MATERIAL PROVIDED:
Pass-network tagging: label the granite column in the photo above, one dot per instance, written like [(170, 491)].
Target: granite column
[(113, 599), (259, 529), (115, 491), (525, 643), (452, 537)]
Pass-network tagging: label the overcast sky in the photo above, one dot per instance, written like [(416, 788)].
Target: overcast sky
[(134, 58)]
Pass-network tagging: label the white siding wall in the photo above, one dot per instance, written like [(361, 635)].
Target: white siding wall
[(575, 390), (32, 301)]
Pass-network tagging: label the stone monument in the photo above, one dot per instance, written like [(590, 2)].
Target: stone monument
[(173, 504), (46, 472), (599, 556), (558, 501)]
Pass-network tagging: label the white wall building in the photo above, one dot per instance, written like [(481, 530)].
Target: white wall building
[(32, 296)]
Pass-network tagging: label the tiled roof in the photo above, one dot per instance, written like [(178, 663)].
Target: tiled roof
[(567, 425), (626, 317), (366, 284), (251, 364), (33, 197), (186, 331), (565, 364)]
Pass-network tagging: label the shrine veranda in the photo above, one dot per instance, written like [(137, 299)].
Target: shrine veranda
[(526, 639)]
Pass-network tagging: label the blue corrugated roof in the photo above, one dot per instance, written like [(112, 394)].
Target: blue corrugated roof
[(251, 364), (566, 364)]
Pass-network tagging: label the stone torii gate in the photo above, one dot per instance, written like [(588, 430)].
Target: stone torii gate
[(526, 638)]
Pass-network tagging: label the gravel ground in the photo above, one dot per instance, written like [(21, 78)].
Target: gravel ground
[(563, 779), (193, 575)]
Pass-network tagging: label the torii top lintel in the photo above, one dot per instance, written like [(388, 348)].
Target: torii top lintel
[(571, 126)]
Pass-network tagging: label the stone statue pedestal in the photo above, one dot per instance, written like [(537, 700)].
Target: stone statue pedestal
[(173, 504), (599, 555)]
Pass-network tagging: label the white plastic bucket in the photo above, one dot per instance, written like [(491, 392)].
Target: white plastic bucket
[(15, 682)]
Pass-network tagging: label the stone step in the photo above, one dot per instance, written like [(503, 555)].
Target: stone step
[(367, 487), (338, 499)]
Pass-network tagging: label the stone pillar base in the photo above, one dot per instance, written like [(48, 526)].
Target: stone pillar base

EXERCISE OBJECTIVE:
Please write out all of the lines above word for word, from the first to the last.

SOLUTION:
Pass-network tagging: label the granite column in the photo above, one dot per instance, written like [(170, 491)].
Target: granite column
[(113, 599), (259, 529), (115, 491), (525, 643), (452, 537)]
Pass-network tagging: label the overcast sky in the photo above, one dot per instance, written like [(416, 788)].
Target: overcast sky
[(134, 58)]
Pass-network tagging: label the white siding wall in the photo above, one dot per instance, written like [(361, 635)].
Target: white siding wall
[(575, 390), (32, 301)]
Pass-network tagging: label the stone monument in the photo above, one dot per instance, written like [(590, 2)].
Target: stone monument
[(173, 504), (46, 472), (599, 556), (558, 501)]
Pass-network tagging: label the white wall building in the photo above, one dot per instance, written like [(481, 530)].
Target: white wall building
[(32, 296)]
Pass-network tagging: label the tiled roof in the photo above, one dot per instance, written like [(178, 663)].
Target: tiled roof
[(567, 425), (626, 317), (366, 284), (251, 364), (33, 197), (186, 331), (565, 364)]
Pass-network tagging: label the shrine veranda in the photo above, one dot per instance, written like [(137, 299)].
Target: shrine veranda
[(526, 639)]
Pass-network tagging: label the blue corrugated roof in the photo above, one dot per instance, written like [(112, 394)].
Target: blue corrugated roof
[(251, 364), (566, 364)]
Pass-network tagging: label the stone torii gate in the photo above, one dot per instance, written like [(588, 430)].
Target: stone torii gate
[(526, 638)]
Pass-network tagging: label the gravel ground in the photo above, one dot per instance, written like [(21, 78)].
Target: gravel ground
[(563, 779), (193, 575)]
Pass-network tagging: label the torii top lintel in the photo above, one dot per instance, written like [(388, 348)].
Target: torii top lintel
[(571, 126)]
Pass-network tagging: label the stone statue pedestal in the photo above, one dot per instance, written like [(537, 700)].
Target: stone statue pedestal
[(173, 504), (599, 555)]
Pass-network tagging: label the white plastic bucket in the photo above, one dot per instance, written like [(491, 392)].
Target: white plastic bucket
[(15, 682)]
Pass-network tagging: label the stone step in the photo above, one dot per instance, written like [(503, 555)].
Target: stone step
[(367, 487), (338, 499)]
Pass-network tagging: label the stone pillar base in the photo above, one dot per instance, written like [(48, 526)].
Target: stone pillar base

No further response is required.